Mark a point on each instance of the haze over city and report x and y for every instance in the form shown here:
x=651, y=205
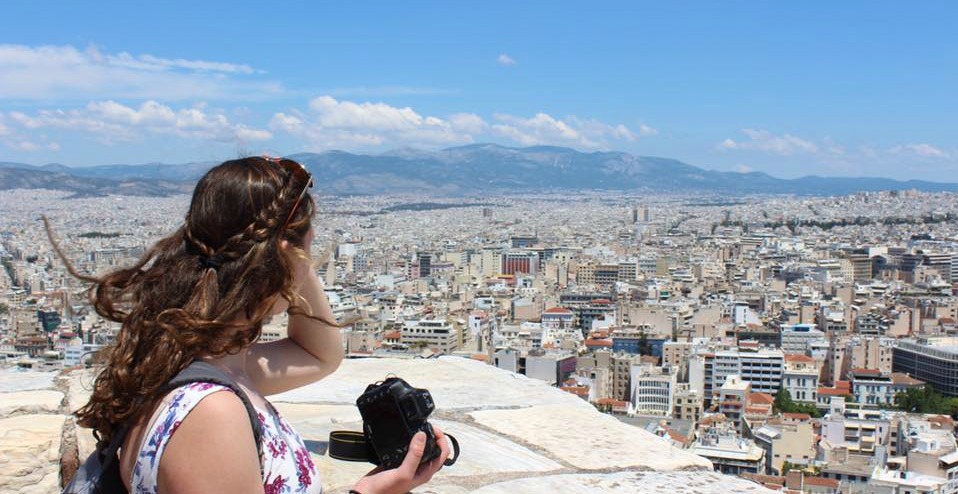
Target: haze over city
x=630, y=247
x=791, y=90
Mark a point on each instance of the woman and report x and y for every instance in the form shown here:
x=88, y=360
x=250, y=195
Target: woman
x=203, y=293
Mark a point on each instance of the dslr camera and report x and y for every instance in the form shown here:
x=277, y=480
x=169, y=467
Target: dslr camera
x=393, y=412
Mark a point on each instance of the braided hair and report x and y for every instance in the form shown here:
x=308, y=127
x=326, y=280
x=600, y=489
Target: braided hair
x=182, y=298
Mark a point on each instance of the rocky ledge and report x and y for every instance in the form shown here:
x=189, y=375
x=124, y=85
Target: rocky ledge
x=517, y=434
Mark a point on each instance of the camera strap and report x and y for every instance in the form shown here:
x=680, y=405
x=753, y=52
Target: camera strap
x=353, y=446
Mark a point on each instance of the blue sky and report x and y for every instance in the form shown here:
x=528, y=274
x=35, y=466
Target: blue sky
x=826, y=88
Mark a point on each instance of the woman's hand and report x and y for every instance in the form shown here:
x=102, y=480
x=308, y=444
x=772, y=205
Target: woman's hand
x=410, y=474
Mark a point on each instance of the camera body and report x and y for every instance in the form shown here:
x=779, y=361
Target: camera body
x=393, y=412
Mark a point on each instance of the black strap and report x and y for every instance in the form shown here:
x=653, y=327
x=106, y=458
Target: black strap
x=455, y=451
x=353, y=446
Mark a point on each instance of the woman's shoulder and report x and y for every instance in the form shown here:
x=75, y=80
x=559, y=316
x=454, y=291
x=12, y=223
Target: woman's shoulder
x=203, y=432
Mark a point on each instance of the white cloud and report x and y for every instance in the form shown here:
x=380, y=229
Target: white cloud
x=469, y=123
x=542, y=128
x=111, y=122
x=923, y=149
x=763, y=140
x=60, y=73
x=331, y=123
x=645, y=130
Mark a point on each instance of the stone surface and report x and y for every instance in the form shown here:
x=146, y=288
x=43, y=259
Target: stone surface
x=30, y=453
x=518, y=435
x=627, y=483
x=19, y=380
x=27, y=402
x=582, y=431
x=78, y=385
x=455, y=383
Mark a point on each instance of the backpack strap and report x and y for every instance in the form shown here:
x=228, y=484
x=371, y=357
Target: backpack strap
x=200, y=371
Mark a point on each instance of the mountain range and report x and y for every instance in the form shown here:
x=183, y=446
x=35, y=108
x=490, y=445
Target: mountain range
x=465, y=170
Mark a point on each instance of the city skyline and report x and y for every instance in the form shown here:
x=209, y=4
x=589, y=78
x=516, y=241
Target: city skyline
x=785, y=90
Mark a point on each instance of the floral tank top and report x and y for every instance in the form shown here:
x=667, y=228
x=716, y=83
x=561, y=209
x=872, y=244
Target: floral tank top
x=287, y=466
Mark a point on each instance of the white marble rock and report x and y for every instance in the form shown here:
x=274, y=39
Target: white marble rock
x=30, y=402
x=30, y=453
x=628, y=483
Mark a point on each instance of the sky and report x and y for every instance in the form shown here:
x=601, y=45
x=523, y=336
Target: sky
x=857, y=88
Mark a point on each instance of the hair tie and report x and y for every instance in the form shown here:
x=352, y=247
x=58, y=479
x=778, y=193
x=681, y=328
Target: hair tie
x=211, y=262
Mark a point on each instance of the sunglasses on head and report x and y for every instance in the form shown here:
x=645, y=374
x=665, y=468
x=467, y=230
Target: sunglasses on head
x=298, y=171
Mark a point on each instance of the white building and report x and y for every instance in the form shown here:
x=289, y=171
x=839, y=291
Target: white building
x=653, y=389
x=801, y=378
x=437, y=334
x=797, y=338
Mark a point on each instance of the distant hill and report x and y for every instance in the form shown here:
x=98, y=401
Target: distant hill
x=473, y=169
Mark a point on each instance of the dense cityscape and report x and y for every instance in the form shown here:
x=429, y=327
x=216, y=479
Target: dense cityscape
x=807, y=342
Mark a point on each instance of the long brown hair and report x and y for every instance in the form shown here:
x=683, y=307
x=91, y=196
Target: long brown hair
x=181, y=299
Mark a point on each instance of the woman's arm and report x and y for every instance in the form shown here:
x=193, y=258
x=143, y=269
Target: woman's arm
x=212, y=450
x=312, y=350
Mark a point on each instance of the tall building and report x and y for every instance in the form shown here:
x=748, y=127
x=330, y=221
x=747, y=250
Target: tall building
x=653, y=389
x=520, y=262
x=424, y=260
x=933, y=360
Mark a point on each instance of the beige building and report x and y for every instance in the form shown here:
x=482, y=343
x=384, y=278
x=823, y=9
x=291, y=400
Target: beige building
x=790, y=439
x=688, y=403
x=733, y=398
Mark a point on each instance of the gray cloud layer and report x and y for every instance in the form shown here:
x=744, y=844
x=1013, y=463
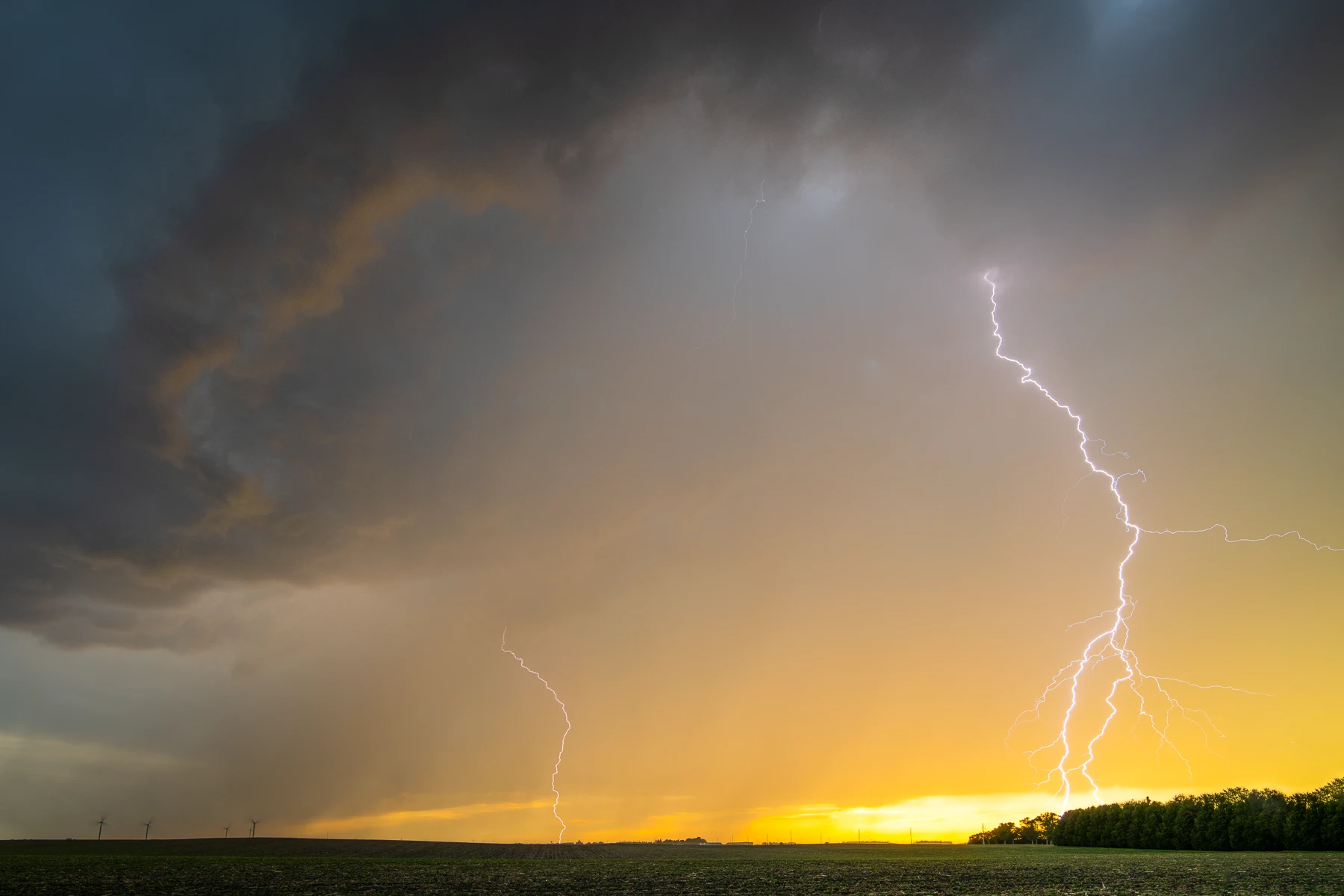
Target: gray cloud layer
x=276, y=280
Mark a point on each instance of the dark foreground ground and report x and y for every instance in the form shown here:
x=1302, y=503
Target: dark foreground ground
x=281, y=865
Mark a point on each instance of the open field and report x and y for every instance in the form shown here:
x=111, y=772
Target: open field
x=281, y=865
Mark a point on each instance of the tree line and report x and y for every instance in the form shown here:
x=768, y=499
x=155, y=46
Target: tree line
x=1238, y=818
x=1028, y=832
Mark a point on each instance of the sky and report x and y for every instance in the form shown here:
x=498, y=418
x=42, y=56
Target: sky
x=343, y=336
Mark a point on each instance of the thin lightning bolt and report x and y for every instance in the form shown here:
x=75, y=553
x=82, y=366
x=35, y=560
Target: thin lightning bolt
x=746, y=245
x=1113, y=642
x=556, y=806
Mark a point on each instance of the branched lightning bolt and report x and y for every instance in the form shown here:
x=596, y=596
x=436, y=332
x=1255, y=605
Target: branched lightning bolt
x=559, y=758
x=1113, y=642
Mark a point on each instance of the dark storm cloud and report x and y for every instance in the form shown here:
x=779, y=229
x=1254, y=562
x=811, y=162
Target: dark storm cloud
x=260, y=267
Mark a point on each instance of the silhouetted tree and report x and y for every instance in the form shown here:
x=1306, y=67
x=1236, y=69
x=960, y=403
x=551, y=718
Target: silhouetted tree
x=1236, y=818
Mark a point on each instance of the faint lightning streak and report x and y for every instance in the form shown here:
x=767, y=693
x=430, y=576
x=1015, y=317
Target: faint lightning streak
x=556, y=806
x=746, y=246
x=1113, y=644
x=1228, y=536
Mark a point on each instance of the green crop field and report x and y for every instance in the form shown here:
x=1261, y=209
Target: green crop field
x=276, y=865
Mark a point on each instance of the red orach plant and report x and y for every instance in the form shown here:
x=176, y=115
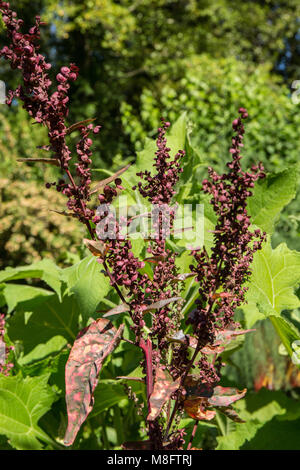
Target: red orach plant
x=189, y=376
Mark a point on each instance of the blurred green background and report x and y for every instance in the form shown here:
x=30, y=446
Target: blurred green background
x=139, y=60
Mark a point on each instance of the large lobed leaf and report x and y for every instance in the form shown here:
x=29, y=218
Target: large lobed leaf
x=22, y=403
x=271, y=195
x=91, y=347
x=275, y=275
x=87, y=283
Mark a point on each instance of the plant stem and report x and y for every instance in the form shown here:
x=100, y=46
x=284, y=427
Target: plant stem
x=192, y=435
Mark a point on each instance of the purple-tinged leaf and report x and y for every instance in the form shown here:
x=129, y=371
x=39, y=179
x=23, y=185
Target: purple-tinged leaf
x=195, y=388
x=161, y=303
x=91, y=347
x=197, y=409
x=224, y=396
x=135, y=379
x=231, y=414
x=66, y=214
x=96, y=247
x=225, y=336
x=78, y=125
x=117, y=310
x=108, y=180
x=49, y=161
x=164, y=387
x=155, y=259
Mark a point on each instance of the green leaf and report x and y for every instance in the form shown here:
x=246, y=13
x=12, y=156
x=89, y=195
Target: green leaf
x=46, y=270
x=275, y=275
x=43, y=326
x=271, y=195
x=22, y=403
x=88, y=284
x=18, y=293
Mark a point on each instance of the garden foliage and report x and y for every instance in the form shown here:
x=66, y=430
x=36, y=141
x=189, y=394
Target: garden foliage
x=142, y=329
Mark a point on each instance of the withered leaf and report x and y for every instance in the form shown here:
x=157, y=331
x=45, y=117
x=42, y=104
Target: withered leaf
x=96, y=247
x=91, y=347
x=135, y=379
x=225, y=336
x=66, y=214
x=164, y=387
x=116, y=310
x=224, y=396
x=195, y=388
x=231, y=414
x=108, y=180
x=161, y=303
x=196, y=409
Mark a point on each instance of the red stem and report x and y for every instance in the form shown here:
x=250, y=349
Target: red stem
x=147, y=348
x=192, y=435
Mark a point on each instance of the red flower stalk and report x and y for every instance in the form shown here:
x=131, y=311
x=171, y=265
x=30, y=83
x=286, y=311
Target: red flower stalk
x=221, y=274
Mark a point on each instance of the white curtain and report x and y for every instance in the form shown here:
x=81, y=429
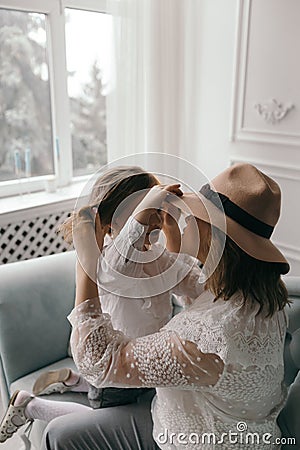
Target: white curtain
x=153, y=101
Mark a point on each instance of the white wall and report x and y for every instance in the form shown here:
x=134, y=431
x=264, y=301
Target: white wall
x=249, y=54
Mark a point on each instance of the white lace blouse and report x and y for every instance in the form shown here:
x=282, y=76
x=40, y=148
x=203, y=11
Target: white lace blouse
x=217, y=367
x=135, y=287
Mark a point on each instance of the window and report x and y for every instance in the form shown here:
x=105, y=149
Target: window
x=53, y=73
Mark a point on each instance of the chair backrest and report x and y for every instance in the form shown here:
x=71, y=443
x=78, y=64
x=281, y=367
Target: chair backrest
x=35, y=298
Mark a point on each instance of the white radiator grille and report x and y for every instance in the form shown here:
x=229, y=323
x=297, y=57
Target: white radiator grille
x=32, y=237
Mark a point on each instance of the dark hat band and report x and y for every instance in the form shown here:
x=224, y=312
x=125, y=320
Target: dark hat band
x=236, y=213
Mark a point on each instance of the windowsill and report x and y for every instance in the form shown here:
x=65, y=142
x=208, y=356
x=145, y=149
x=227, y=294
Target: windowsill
x=35, y=199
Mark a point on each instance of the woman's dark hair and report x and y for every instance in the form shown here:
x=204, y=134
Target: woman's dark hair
x=258, y=281
x=109, y=191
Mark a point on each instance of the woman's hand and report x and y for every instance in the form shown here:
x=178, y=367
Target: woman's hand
x=154, y=200
x=171, y=228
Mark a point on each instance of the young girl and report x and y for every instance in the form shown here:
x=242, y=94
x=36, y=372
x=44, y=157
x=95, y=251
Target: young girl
x=133, y=310
x=217, y=366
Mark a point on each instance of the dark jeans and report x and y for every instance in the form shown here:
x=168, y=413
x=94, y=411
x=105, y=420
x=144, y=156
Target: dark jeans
x=126, y=427
x=106, y=397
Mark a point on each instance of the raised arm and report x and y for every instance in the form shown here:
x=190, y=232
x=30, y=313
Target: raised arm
x=88, y=237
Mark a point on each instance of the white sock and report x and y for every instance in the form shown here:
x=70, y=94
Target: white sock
x=46, y=410
x=78, y=383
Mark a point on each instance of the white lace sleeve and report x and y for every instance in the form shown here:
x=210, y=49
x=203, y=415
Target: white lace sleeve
x=106, y=357
x=118, y=266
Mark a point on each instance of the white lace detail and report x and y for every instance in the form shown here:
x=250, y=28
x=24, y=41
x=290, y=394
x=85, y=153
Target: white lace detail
x=215, y=364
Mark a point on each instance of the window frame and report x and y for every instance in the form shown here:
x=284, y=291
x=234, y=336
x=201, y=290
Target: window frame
x=59, y=99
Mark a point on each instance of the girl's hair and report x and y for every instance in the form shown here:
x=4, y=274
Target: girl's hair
x=109, y=191
x=258, y=281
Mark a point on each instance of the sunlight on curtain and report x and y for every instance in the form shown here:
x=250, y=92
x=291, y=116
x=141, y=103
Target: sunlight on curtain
x=153, y=103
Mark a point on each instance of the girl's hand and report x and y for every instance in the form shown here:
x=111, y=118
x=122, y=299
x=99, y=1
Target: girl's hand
x=154, y=200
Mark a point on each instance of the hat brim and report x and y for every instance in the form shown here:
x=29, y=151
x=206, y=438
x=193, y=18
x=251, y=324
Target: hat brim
x=254, y=245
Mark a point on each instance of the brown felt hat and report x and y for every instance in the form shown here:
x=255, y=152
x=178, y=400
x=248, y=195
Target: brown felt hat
x=244, y=203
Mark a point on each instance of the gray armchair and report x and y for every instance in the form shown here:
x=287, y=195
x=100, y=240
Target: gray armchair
x=35, y=298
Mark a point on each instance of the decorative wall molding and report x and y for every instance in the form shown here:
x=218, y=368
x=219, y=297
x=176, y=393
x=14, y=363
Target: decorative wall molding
x=273, y=111
x=284, y=171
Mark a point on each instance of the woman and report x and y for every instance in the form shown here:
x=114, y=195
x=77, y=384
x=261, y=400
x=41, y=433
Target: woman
x=133, y=310
x=218, y=366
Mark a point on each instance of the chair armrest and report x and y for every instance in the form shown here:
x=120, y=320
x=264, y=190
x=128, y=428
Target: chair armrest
x=36, y=297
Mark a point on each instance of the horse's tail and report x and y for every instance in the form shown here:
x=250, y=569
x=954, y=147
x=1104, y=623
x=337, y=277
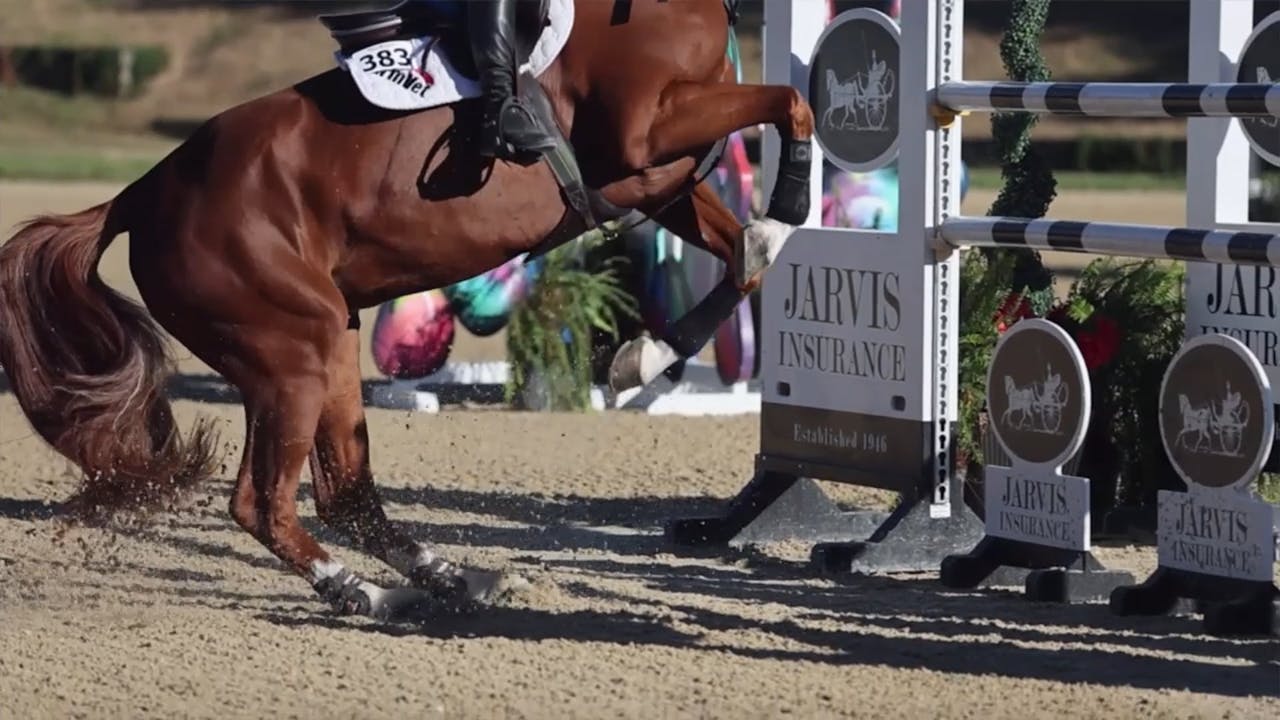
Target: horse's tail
x=88, y=367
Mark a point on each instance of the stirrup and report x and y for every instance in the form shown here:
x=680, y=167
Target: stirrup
x=535, y=136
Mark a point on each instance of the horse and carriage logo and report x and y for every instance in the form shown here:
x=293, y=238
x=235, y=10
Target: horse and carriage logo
x=862, y=100
x=1036, y=408
x=1214, y=431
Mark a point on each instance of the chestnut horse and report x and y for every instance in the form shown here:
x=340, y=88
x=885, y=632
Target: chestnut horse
x=260, y=237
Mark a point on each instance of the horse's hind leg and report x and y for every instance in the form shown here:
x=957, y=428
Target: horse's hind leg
x=347, y=499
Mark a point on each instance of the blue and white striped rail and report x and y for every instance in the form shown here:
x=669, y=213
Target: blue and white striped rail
x=1115, y=238
x=1115, y=99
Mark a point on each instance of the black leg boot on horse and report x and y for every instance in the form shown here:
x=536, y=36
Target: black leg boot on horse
x=508, y=131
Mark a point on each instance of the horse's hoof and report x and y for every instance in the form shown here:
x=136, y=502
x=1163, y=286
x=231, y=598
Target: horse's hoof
x=492, y=588
x=639, y=361
x=467, y=589
x=351, y=596
x=760, y=244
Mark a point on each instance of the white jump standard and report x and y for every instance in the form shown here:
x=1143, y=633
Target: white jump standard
x=858, y=377
x=860, y=372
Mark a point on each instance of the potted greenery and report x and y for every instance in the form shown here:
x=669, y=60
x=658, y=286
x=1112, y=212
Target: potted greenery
x=549, y=338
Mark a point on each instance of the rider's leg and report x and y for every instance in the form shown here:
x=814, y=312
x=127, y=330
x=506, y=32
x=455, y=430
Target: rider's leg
x=508, y=130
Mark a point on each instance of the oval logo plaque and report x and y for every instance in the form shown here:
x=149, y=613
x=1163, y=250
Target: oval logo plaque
x=1038, y=393
x=854, y=90
x=1215, y=413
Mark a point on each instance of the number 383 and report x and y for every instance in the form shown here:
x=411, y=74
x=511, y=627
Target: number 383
x=384, y=59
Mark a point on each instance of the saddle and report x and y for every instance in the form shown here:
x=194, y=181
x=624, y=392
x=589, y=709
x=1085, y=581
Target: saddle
x=444, y=21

+ + + + + + +

■ **Your instructions**: Copy the items between the line holding "Mark a point on each instance of the dark storm" and the line holding "x=1236, y=818", inclusive, keeping every line the same except the answer coordinates, where 74 is added to each x and y value. Leave the sample values in the item wording unchanged.

■ **Complete answer**:
Mark a point on each instance of the dark storm cloud and report x and y for every instance in the form shown here:
x=779, y=229
x=1254, y=562
x=811, y=162
Target: dark storm cloud
x=334, y=341
Mark a point on each instance of the silhouetted tree and report x and y for every instance in the form shown here:
x=1306, y=67
x=1236, y=69
x=960, y=403
x=551, y=718
Target: silhouetted tree
x=1310, y=892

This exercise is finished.